_Given exercise_
Rewrite the material below as a numbered list with one line per item, and leave out any blank lines.

* start *

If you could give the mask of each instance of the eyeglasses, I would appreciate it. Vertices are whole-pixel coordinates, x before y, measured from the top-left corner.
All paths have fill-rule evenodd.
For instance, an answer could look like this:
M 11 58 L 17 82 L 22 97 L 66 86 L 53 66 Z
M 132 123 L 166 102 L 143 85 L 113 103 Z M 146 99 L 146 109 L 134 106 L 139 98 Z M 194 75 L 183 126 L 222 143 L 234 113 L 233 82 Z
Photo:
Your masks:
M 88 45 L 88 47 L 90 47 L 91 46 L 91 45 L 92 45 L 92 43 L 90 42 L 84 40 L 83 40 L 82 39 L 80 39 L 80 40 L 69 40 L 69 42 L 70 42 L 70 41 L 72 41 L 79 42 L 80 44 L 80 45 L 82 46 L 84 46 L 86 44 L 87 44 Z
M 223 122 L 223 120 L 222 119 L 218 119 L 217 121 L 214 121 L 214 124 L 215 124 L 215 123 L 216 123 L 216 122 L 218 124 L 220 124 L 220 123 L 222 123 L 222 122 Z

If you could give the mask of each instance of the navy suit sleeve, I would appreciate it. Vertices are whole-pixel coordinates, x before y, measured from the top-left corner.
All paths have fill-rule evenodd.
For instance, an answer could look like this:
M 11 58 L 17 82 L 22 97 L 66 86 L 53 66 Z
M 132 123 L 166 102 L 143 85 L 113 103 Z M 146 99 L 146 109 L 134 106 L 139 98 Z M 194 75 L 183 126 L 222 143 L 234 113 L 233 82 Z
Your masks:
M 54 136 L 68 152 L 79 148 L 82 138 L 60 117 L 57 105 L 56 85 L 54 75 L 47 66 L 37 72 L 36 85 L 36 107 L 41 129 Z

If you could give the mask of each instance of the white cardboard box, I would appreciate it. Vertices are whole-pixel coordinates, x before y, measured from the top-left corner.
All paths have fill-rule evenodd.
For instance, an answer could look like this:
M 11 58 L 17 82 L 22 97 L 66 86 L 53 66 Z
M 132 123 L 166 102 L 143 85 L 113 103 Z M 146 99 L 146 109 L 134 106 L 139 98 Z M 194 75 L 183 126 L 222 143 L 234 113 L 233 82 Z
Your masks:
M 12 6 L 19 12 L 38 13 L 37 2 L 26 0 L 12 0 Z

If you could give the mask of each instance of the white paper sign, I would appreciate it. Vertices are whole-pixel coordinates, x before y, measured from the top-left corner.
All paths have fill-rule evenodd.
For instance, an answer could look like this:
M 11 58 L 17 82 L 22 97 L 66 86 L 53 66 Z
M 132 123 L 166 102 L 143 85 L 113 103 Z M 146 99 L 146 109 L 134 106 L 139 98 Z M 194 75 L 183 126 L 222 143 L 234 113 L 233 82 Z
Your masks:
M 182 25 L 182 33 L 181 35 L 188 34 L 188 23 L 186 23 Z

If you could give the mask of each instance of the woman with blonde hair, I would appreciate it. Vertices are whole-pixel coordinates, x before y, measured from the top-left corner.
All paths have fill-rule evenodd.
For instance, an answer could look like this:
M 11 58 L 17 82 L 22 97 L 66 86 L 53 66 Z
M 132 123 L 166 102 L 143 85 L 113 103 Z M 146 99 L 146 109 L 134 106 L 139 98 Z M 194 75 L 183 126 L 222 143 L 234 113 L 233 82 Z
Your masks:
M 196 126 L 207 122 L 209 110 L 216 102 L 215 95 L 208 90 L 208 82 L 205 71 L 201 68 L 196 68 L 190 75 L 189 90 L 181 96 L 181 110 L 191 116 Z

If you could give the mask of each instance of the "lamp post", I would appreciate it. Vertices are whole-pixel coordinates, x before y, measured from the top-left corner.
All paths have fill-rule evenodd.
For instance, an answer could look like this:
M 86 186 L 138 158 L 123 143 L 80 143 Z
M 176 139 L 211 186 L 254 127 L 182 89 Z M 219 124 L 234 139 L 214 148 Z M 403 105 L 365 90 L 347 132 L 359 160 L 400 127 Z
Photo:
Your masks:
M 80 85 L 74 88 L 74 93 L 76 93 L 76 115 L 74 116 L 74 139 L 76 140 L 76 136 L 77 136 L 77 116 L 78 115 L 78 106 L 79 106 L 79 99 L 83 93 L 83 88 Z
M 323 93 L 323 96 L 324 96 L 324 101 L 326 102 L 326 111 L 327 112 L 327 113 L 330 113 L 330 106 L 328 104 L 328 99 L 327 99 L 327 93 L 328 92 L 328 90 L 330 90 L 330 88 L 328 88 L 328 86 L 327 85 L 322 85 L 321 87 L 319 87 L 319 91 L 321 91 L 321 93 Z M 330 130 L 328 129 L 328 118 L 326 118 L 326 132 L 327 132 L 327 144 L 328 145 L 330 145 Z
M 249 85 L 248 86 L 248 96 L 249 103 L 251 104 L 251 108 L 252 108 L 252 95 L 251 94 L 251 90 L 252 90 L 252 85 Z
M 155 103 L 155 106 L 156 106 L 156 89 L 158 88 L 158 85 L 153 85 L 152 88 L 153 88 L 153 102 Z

* end *

_Answer to the exercise_
1. If you could give the mask of each instance of the eyeglasses, I would appreciate it. Vertices are whole-pixel coordinates, x before y, measured from the top-left corner.
2. All paths have fill-rule evenodd.
3. For instance, an answer could look like this:
4. M 11 58 L 17 82 L 22 97 L 66 86 L 53 66 Z
5. M 132 123 L 166 102 L 143 85 L 113 103 Z M 146 99 L 146 109 L 134 106 L 139 98 Z M 194 75 L 183 126 L 222 143 L 234 113 L 233 82 Z
6. Photo:
7. Your masks:
8. M 88 45 L 88 47 L 90 47 L 91 46 L 91 45 L 92 45 L 92 43 L 90 42 L 84 40 L 83 40 L 82 39 L 80 39 L 80 40 L 69 40 L 69 42 L 70 42 L 70 41 L 72 41 L 79 42 L 80 44 L 80 45 L 82 46 L 84 46 L 86 44 L 87 44 Z
9. M 223 122 L 223 120 L 222 119 L 218 119 L 217 121 L 214 121 L 214 124 L 215 124 L 215 123 L 216 123 L 216 122 L 218 124 L 220 124 L 220 123 L 222 123 L 222 122 Z
10. If you could give the mask of each instance of the navy suit sleeve, I would appreciate it. Vertices are whole-pixel coordinates, x before y, measured from the top-left corner.
11. All paths have fill-rule evenodd.
12. For instance, an answer could look like this:
13. M 11 58 L 17 82 L 22 97 L 66 86 L 53 66 Z
14. M 132 123 L 166 102 L 143 85 L 113 103 Z M 146 99 L 146 109 L 134 106 L 139 98 Z M 194 75 L 183 126 L 222 143 L 234 113 L 233 82 Z
15. Your masks:
16. M 54 136 L 68 152 L 79 148 L 82 138 L 60 117 L 57 105 L 56 85 L 54 75 L 47 66 L 37 72 L 36 85 L 36 107 L 41 129 Z
17. If you could give the mask of each instance of the white cardboard box, I would appreciate it. Vertices are whole-pixel coordinates, x before y, measured from the top-left corner.
18. All paths have fill-rule evenodd.
19. For instance, an answer could look like this:
20. M 11 58 L 17 82 L 22 97 L 66 86 L 53 66 Z
21. M 132 123 L 166 102 L 143 85 L 113 103 Z M 146 99 L 146 109 L 134 106 L 139 98 Z M 194 75 L 183 126 L 222 143 L 234 113 L 233 82 Z
22. Your masks:
23. M 12 6 L 19 12 L 38 13 L 37 2 L 26 0 L 12 0 Z
24. If you could give the mask of each instance of the white paper sign, I would appreciate it. Vertices are whole-pixel coordinates, x before y, measured from the top-left corner.
25. All paths have fill-rule evenodd.
26. For instance, an answer could look like this:
27. M 11 58 L 17 82 L 22 97 L 66 86 L 53 66 Z
28. M 132 123 L 166 102 L 143 85 L 113 103 Z M 146 99 L 146 109 L 134 106 L 139 98 Z M 194 75 L 183 126 L 222 143 L 234 113 L 233 82 Z
29. Your masks:
30. M 182 25 L 182 33 L 181 35 L 188 34 L 188 23 L 186 23 Z
31. If you could give the mask of each instance of the woman with blonde hair, I would appreciate it. Vertices are whole-pixel coordinates, x before y, measured from the top-left corner.
32. All paths have fill-rule evenodd.
33. For instance, an answer could look like this:
34. M 11 58 L 17 82 L 22 97 L 66 86 L 53 66 Z
35. M 132 123 L 166 102 L 143 85 L 113 103 Z M 146 99 L 146 109 L 134 106 L 139 98 Z M 194 75 L 183 126 L 222 143 L 234 113 L 233 82 Z
36. Your masks:
37. M 196 126 L 207 122 L 209 110 L 216 102 L 215 95 L 208 90 L 208 82 L 205 71 L 201 68 L 196 68 L 190 75 L 189 90 L 181 96 L 181 110 L 191 116 Z
38. If you could give the mask of each instance of the "lamp post", I would appreciate it. Vertices are whole-pixel coordinates, x before y, measured from the top-left corner.
39. All paths have fill-rule evenodd.
40. For instance, an answer could look like this:
41. M 86 186 L 138 158 L 123 143 L 80 143 Z
42. M 176 139 L 211 186 L 254 127 L 182 89 Z M 219 124 L 234 139 L 214 148 Z M 403 105 L 365 90 L 347 132 L 359 160 L 400 127 Z
43. Photo:
44. Your masks:
45. M 80 85 L 74 88 L 74 93 L 76 93 L 76 115 L 74 116 L 74 139 L 76 140 L 76 136 L 77 136 L 77 116 L 78 115 L 78 106 L 79 106 L 79 99 L 83 93 L 83 88 Z
46. M 323 93 L 323 96 L 324 96 L 324 101 L 326 102 L 326 111 L 327 112 L 327 113 L 330 113 L 330 106 L 328 104 L 328 99 L 327 99 L 327 93 L 328 92 L 328 90 L 330 90 L 330 88 L 328 88 L 328 86 L 327 85 L 322 85 L 321 87 L 319 87 L 319 91 L 321 91 L 321 93 Z M 330 130 L 328 129 L 328 118 L 326 118 L 326 132 L 327 132 L 327 144 L 328 145 L 330 145 Z
47. M 249 85 L 248 86 L 248 96 L 249 103 L 251 104 L 251 108 L 252 108 L 252 95 L 251 94 L 251 90 L 252 90 L 252 85 Z
48. M 155 103 L 155 106 L 156 106 L 156 89 L 158 88 L 158 85 L 153 85 L 152 88 L 153 88 L 153 102 Z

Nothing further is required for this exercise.